Prosigue el artículo sobre la beatificación de Guadalupe Ortiz de Landázuri a partir de su última frase.
─── TEXTO EXTRAÍDO ───
Unos hitos que no resumen su currículum ni explican siquiera un poco su vida, porque Guadalupe, tan querida ahora en todo el mundo, era una reina de lo corriente, alguien que intentaba amar, con cada gesto, a Dios y a los demás. Como había aprendido de San Josemaría
Piensan los aficionados que escribir bien consiste en redactar bonito: en adjetivar mucho, con términos que deslumbren. Los profesionales saben que los verbos mandan más que los adjetivos y procuran, antes que el brillo, la forma transparente que deja ver con claridad el fondo. Alguien lo resumía así: lo nuestro consiste en conseguir efectos extraordinarios con palabras ordinarias, y no al revés.
Hoy beatifican en Madrid a una mujer que hizo eso con su vida: algo extraordinario con elementos ordinarios. Guadalupe Ortiz de Landázuri vivió situaciones excepcionales: en 1936, el fusilamiento de su padre, al que, con veinte años, acompañó en la cárcel toda la noche previa.
─── MATERIAL PROPORCIONADO ───
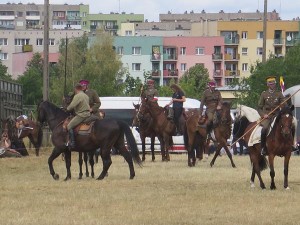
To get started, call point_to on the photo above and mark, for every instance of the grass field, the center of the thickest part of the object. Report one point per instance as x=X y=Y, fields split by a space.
───
> RESULTADO DEL EJERCICIO
Se adelantó en muchos ámbitos: estudió Química, algo extraño en una chica de su época; fue una de las primeras mujeres del Opus Dei, donde ocupó puestos de gobierno durante casi toda su vida, conciliándolos a menudo con la investigación y la docencia; puso en marcha la Obra en México y en apenas cinco años dejó una extensa labor, que incluía un complejo educativo de alto nivel para campesinas, construido a partir de una hacienda ruinosa.
Ya de vuelta en Madrid y ya doctora, sus compañeros le ofrecieron la dirección del Ramiro de Maeztu, pero la falta de salud −padeció muchos años una grave enfermedad cardíaca, de la que falleció en 1975− le impidió aceptar.
También es la primera persona laica del Opus Dei que llega a los altares. Pero estos hitos no resumen su currículum ni explican siquiera un poco su vida, porque Guadalupe, tan querida ahora en todo el mundo, era una reina de lo corriente, alguien que intentaba amar, con cada gesto, a Dios y a los demás. Como había aprendido de San Josemaría.